### Exercise passage ###

We've finished filling out all the sections of the archive to a good extent now, so now that we're coming up on a year since we went public, it feels like a good time for a round up on all that's happened. This became a lot longer document than originally planned, so most people may prefer to skim-read and skip around.

Most of the librarians feel that we can finally say there's nothing more we're itching to research to archive on Ted. We'll still upload stuff every now and again to make e.g. badly scanned ecology/philosophy books easier to read and printable again. But otherwise we think we'll slow down a lot now, barring some big event like if any of us make a trip to the Michigan archive. Or if we could convince Danh Vo, Julie Ault or Benning to make public the writings of Ted's that they bought at auction and shared between each other.[1]

We, everyone who has contributed, have archived:
  • A ton of primary source documents on Ted's life and ideas.
  • Documents analyzing the effect he had on the public's understanding of radical environmentalists, anarchists, terrorists, criminals, the mentally ill & simple mental neurodivergence.
  • Lots of great suggested reading on anarchism & other issues.
We, the librarians who bought the website domain, are pro-tech anarchists, but we just find his life story and impact really interesting.

So, we’re hoping the website will continue to draw people in with similar politics to him and similar mental health issues frankly. Then for the cold hard reality of the primary source reading material, the epic-ness of the suggested reading material and the inviting discussion spaces connected to the website, to all have a deprogramming effect and be a mental health support.

### Record set ###

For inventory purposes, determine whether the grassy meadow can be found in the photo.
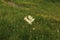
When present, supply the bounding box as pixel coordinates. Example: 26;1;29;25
0;0;60;40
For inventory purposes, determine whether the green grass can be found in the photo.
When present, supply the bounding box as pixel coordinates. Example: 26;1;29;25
0;0;60;40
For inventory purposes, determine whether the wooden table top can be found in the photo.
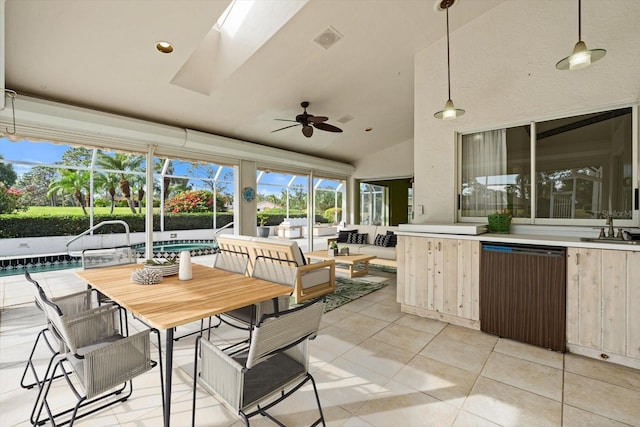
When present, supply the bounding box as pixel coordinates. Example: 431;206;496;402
76;264;292;329
304;249;376;264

###

**Brief 1:**
According to the archive update, why do the librarians expect to slow down their work now?
**Brief 2:**
Echo the archive update word for word, from "So, we’re hoping" up to and including "mental health support.".

**Answer area 1:**
Most of the librarians feel there is nothing more on Ted that they are itching to research to archive, since all the sections of the archive have been filled out to a good extent. They will still upload material now and then, such as making badly scanned ecology and philosophy books easier to read and printable again.

**Answer area 2:**
So, we’re hoping the website will continue to draw people in with similar politics to him and similar mental health issues frankly. Then for the cold hard reality of the primary source reading material, the epic-ness of the suggested reading material and the inviting discussion spaces connected to the website, to all have a deprogramming effect and be a mental health support.